Written instruction
Return all of the data exactly as given.

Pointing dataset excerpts
○ ○ ○ ○ ○ ○ ○

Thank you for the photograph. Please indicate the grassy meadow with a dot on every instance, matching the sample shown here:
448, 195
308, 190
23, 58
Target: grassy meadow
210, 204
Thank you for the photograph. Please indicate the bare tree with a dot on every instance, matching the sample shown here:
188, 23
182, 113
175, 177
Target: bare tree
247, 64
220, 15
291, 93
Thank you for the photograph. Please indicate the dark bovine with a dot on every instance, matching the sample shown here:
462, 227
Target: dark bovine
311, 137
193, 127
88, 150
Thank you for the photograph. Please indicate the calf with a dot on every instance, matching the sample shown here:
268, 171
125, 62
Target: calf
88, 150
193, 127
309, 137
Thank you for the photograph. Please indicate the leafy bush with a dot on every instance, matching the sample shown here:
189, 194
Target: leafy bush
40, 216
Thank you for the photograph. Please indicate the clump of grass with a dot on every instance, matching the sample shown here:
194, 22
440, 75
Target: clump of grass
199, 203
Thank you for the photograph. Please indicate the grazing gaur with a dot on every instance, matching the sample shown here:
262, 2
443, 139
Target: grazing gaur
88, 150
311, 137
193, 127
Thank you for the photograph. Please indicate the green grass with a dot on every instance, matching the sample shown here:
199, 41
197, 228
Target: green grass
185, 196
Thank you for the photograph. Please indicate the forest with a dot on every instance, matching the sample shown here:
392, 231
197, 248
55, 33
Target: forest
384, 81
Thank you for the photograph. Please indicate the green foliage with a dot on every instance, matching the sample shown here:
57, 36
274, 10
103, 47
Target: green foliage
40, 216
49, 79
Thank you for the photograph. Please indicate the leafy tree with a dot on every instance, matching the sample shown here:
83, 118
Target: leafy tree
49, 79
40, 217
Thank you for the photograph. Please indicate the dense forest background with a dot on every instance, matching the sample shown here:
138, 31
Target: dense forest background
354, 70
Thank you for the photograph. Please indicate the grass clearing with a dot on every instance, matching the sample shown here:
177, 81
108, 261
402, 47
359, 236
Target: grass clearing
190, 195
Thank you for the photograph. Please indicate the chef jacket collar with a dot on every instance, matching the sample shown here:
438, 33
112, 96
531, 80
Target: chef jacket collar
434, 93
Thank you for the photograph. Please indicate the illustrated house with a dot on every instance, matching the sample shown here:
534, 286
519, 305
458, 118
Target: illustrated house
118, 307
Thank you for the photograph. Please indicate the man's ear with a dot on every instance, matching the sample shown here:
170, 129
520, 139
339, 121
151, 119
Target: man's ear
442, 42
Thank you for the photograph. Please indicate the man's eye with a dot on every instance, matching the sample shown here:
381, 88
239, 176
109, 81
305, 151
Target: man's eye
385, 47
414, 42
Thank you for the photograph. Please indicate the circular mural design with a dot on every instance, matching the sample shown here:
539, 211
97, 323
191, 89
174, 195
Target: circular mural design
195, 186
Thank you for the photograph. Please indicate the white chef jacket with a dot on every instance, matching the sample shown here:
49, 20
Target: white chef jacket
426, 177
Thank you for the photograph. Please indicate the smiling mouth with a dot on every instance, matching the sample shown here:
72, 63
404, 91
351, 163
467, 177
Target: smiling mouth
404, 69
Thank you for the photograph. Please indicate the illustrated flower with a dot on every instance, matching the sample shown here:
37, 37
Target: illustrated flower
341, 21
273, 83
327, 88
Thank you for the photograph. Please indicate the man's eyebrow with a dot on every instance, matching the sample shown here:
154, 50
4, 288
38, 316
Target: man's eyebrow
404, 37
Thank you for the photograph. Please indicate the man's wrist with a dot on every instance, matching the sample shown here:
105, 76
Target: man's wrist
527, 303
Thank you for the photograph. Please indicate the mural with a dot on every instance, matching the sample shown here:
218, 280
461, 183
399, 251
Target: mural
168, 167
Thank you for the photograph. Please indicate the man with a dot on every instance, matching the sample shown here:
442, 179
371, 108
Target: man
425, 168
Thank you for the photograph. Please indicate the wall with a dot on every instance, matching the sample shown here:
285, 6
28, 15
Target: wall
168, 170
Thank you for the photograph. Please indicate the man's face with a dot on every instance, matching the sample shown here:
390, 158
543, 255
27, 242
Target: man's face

○ ○ ○ ○ ○ ○ ○

Worked solution
Thank you for the photograph. Please indicate the grassy meadow with a dot on every instance, matching the sample shown here:
448, 195
308, 190
23, 58
Target: grassy meadow
210, 204
Thank you for the photograph. Please indicate the bare tree with a dot on every instance, matching the sample shown here:
188, 23
182, 113
175, 177
Target: bare tree
247, 64
220, 15
291, 93
Thank you for the photograph. Please indicate the dark bovine with a dot on every instance, matching the sample shown here:
462, 227
Target: dark bovine
311, 137
193, 127
88, 150
Thank you for the photograph. Please indicate the calf with a dot on every instance, matching the sample shown here:
268, 171
125, 62
Target: calf
88, 150
193, 127
309, 137
Thank you for the photograph. Please indicate the leafy bush with a dot on every instance, matching the sample shown here:
189, 194
Target: leafy bush
40, 216
Thank you for the photograph. Please indicate the clump of grass with a dot on every instance, matching the sample shown here:
194, 22
440, 75
Target: clump of grass
199, 203
Thank you for the photograph. Please indicate the grazing gaur with a dot on every instance, matching the sample shown here:
262, 2
443, 139
Target: grazing gaur
88, 150
311, 137
193, 127
Thank you for the photograph. Please indicate the green grass with a dot on every instance, matching the sample shown here:
199, 41
197, 228
Target: green grass
185, 196
Thank you for the photograph. Please indicate the forest with a dot on every instance, matching the sample shown here:
392, 231
197, 248
55, 33
Target: forest
384, 81
Thank you for the photograph. Please indicate the green foliage with a dot on every instance, matching the sample shown here:
57, 36
274, 10
103, 47
Target: green foliage
40, 216
49, 79
Thank you for the photograph. Please indicate the leafy tree with a dot on every instance, matching the sample shown here:
83, 118
Target: leafy tree
49, 79
40, 217
Thank you for the photograph. Please indicate the dense forest background with a dot on every instance, matching the sample shown here:
138, 31
Target: dense forest background
354, 70
Thank you for the photograph. Please indicate the grass clearing with a dot on every instance, matching the sample shown here:
177, 81
108, 261
402, 47
359, 236
Target: grass clearing
190, 195
Thank you for the photograph. Please indicate the chef jacket collar with a dot on every instance, matching the sample shown here:
438, 33
112, 96
531, 80
Target: chef jacket collar
434, 93
Thank you for the photograph. Please indicate the illustrated house with a dot on every instance, matching the sample shown here:
534, 286
519, 305
458, 118
Target: illustrated house
118, 307
Thank you for the photograph. Please indicate the man's ear with a dot on every instance, matching the sample shown here:
170, 129
520, 139
339, 121
151, 119
Target: man's ear
442, 42
Thank you for the photograph. Please indicate the man's eye with a dot on every instance, matching the sample shown here:
381, 88
239, 176
109, 81
305, 151
Target: man's eye
385, 47
414, 42
Thank you for the photograph. Please indicate the circular mural design with a dot on every instance, matching the sample shown here:
539, 211
97, 323
191, 89
174, 195
Target: circular mural design
195, 186
Thank you for the photograph. Please indicate the white chef jacket with a dot on every instance, matching the sample shown here:
49, 20
Target: white chef jacket
426, 177
Thank you for the photograph. Please indicate the smiling mouth with a dot on every instance, matching the sample shown here:
72, 63
404, 91
351, 163
467, 177
Target: smiling mouth
404, 69
Thank you for the photograph. Please indicate the illustrated flower with a dot on every instance, matching the sample shown here:
37, 37
Target: illustrated flower
341, 21
273, 83
327, 88
Thank you for the photograph. Please indicate the man's eyebrow with a dot on every instance, matching the sample shown here:
154, 50
4, 288
38, 316
Target: man's eyebrow
404, 37
Thank you for the photograph. Please indicate the man's wrist with a dot on every instance, matching the sample shown here:
105, 76
Target: man's wrist
527, 303
Thank you for the photograph. Please indicate the mural with a dot on every instance, matching the sample shown here:
218, 280
461, 183
399, 251
Target: mural
168, 167
Thank you for the photograph. Please indicate the man with a dot on every instance, matching the sample shown here:
442, 179
371, 108
Target: man
425, 168
Thank you for the photograph. Please indicate the wall with a dot on every instance, matching the sample shown here:
285, 6
28, 15
Target: wall
168, 170
Thank you for the photograph. Please indicate the man's face with a dot on every instance, matching the sample shown here:
390, 158
543, 255
27, 242
Target: man's face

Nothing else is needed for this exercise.